■ WHAT NEEDS TO BE DONE ■
Make an exact copy of the records, with the pictures left out.

---------- GIVEN INFORMATION ----------

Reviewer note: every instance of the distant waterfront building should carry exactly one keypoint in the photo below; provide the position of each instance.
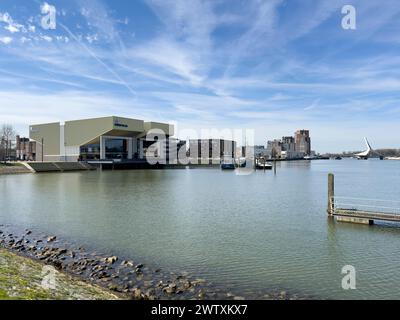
(211, 150)
(260, 151)
(107, 138)
(290, 147)
(288, 144)
(25, 149)
(274, 148)
(303, 141)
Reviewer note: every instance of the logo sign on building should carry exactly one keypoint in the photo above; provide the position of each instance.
(118, 123)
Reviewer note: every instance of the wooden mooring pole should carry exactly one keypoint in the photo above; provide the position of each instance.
(331, 193)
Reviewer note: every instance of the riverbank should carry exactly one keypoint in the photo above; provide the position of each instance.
(129, 279)
(13, 168)
(23, 278)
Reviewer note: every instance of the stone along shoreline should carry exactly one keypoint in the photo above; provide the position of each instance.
(127, 278)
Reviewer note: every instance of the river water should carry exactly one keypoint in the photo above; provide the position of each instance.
(248, 232)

----------

■ RESPONSE TO THE EXERCISE ■
Reviewer note: every instance of the distant waterfront building should carry exactly one keypoint in the photo below; provide the position of each instance.
(211, 150)
(260, 151)
(107, 138)
(290, 147)
(288, 144)
(25, 149)
(274, 148)
(303, 141)
Reviewer note: every instance of the logo sign on building should carry exactly one keypoint in the photo above; provide the position of each instance.
(118, 123)
Reviewer note: every instance of the wooden mooring pole should carry exactly one keypoint in the photo above; provide the position of each instance.
(331, 193)
Reviewer note: every instance of the riverbank should carry exactly one keypoint in the photo above; provide the position of each instance.
(129, 279)
(13, 168)
(23, 278)
Reviewer note: every instance of the stone along shoreline should carry exactly one keypoint in the photo above; provide the position of each instance.
(127, 278)
Reviewer note: every instance of the river water should carry exactly one keypoint in the photo above; provide the position of each instance.
(248, 232)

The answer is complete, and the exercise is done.